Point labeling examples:
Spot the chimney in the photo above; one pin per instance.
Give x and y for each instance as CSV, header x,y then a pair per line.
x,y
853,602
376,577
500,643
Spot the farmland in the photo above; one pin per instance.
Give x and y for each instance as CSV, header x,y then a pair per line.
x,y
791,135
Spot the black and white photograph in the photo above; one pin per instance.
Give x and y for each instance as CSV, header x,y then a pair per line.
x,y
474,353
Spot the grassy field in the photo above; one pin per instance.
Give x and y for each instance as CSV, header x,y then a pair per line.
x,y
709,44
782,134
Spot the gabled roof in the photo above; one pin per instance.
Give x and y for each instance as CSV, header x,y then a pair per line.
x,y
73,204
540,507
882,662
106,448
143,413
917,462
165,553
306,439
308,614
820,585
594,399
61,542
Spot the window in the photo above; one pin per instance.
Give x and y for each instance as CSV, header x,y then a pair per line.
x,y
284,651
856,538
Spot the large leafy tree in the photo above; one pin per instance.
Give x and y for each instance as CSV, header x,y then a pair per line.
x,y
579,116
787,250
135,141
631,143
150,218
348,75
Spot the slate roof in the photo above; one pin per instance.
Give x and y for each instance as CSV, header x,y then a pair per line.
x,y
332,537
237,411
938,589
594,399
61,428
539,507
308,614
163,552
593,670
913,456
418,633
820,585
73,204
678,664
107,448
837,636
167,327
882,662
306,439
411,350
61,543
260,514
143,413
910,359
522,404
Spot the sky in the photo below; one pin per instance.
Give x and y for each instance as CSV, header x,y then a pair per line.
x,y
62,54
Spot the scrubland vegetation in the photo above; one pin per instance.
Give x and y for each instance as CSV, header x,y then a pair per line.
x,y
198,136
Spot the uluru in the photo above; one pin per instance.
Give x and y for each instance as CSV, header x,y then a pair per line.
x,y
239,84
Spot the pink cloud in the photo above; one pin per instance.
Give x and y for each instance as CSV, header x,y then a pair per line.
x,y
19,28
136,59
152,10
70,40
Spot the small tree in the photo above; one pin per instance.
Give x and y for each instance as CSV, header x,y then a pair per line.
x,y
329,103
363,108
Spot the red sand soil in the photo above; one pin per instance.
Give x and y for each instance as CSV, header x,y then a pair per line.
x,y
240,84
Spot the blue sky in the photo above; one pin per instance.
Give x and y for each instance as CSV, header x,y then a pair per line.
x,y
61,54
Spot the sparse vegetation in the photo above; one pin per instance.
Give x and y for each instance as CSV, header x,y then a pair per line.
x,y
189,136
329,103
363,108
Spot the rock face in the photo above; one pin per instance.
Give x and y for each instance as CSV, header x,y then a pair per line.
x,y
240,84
==
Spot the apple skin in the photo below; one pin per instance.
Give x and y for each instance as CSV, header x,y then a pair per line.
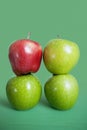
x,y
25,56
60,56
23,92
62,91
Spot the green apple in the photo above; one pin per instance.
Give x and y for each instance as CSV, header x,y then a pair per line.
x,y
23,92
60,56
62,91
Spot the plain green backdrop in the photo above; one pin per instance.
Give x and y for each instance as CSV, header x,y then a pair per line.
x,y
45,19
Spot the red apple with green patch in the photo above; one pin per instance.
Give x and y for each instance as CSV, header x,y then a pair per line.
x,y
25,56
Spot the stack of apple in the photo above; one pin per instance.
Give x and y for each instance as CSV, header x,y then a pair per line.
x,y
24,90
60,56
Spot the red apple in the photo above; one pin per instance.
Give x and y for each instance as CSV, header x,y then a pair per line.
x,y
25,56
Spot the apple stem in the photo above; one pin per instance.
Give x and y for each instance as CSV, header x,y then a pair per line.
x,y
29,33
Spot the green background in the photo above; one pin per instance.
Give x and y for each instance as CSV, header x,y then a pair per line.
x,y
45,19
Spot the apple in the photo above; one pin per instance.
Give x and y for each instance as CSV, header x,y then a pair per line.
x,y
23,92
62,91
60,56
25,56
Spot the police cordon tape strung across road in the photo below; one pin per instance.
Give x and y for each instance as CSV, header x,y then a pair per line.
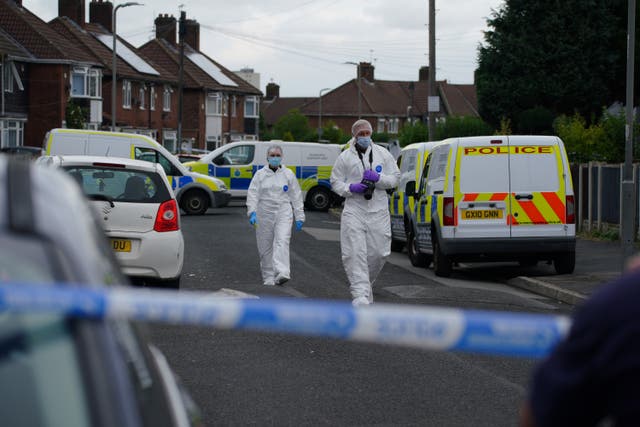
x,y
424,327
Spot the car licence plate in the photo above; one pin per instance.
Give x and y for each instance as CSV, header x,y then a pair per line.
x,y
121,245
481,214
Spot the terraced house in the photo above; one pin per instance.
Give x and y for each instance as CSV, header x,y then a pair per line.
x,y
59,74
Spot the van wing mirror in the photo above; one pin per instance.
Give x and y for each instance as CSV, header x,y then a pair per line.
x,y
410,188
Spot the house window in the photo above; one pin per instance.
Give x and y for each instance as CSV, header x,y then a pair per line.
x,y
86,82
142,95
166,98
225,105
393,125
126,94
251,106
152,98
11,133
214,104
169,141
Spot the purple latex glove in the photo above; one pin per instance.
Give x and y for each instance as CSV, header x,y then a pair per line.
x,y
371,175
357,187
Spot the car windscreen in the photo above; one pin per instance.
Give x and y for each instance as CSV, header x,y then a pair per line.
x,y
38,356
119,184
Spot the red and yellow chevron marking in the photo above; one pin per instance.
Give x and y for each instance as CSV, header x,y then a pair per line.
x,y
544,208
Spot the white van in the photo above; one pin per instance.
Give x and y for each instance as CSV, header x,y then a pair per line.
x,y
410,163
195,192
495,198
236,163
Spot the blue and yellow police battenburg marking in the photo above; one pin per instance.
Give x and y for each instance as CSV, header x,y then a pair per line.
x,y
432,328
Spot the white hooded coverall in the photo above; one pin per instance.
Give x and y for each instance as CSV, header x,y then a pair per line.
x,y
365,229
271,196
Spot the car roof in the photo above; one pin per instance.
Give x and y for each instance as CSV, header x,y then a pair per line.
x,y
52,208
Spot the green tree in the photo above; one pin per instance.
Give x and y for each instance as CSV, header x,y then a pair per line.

EXERCISE:
Pick out every line in the listing above that contains the word "window" and copy each of those lines in full.

RESULT:
Spot the window in the photo above; one pin per instance.
Spot the house window in the photo above; one pin per instance.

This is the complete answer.